GIVEN INSTRUCTION: Collect every line in the entries below that contains the string "person", and copy each of those lines in full.

DATA SHOWN:
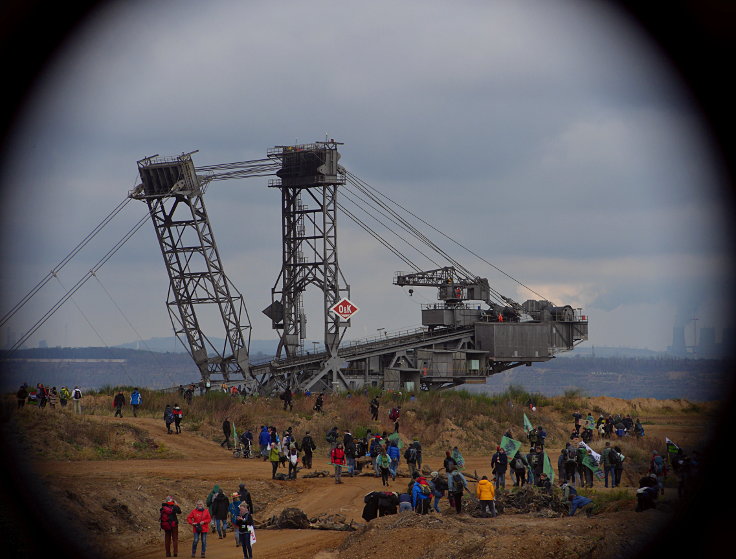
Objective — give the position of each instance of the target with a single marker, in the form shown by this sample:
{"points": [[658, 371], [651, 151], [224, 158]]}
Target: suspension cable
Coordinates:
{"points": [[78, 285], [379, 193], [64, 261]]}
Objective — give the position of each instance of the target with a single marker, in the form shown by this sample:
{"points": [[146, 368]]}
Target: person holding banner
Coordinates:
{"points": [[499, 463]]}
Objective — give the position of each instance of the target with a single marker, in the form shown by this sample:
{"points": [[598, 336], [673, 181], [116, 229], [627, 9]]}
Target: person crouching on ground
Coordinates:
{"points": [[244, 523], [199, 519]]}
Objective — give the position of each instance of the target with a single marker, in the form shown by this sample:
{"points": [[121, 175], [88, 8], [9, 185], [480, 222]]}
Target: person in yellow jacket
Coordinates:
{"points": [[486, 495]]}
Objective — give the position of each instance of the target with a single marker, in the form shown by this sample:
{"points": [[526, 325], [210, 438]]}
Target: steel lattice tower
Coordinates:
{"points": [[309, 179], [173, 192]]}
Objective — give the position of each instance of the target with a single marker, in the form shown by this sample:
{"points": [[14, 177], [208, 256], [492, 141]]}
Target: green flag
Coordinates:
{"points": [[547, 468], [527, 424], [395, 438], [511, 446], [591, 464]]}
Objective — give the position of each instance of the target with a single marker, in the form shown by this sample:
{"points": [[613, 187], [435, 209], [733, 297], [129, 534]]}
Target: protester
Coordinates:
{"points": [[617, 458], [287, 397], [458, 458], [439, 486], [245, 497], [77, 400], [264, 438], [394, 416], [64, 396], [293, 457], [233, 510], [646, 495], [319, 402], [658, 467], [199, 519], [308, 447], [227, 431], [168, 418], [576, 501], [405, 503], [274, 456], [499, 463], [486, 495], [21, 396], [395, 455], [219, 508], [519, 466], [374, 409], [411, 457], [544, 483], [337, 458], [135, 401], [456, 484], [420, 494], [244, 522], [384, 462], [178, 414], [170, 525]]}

--

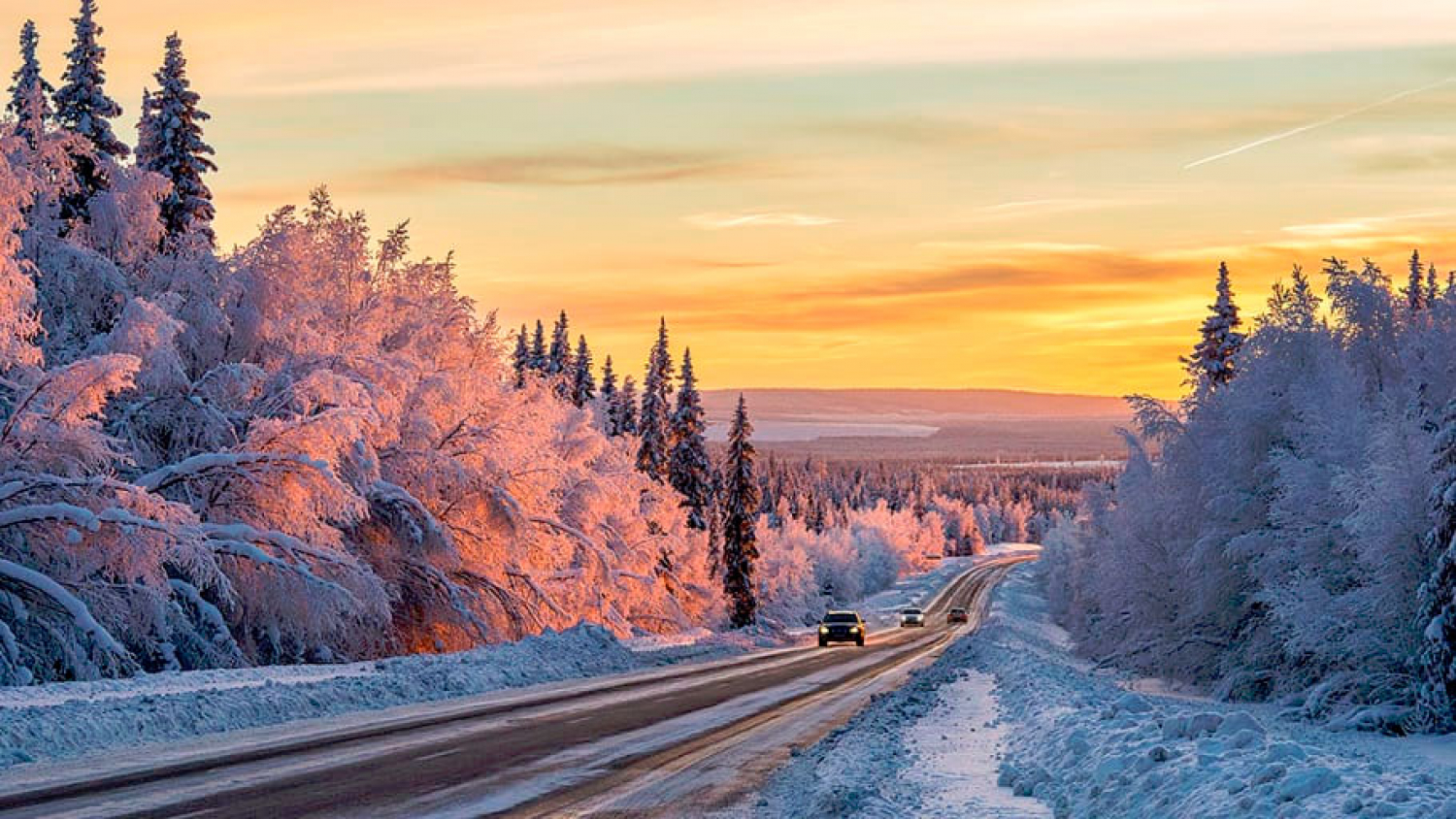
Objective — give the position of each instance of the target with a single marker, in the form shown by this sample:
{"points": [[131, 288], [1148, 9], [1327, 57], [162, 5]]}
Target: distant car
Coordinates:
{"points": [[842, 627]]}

TASK OUTPUT:
Target: person holding banner
Target: person crouching on ground
Target: person in yellow jacket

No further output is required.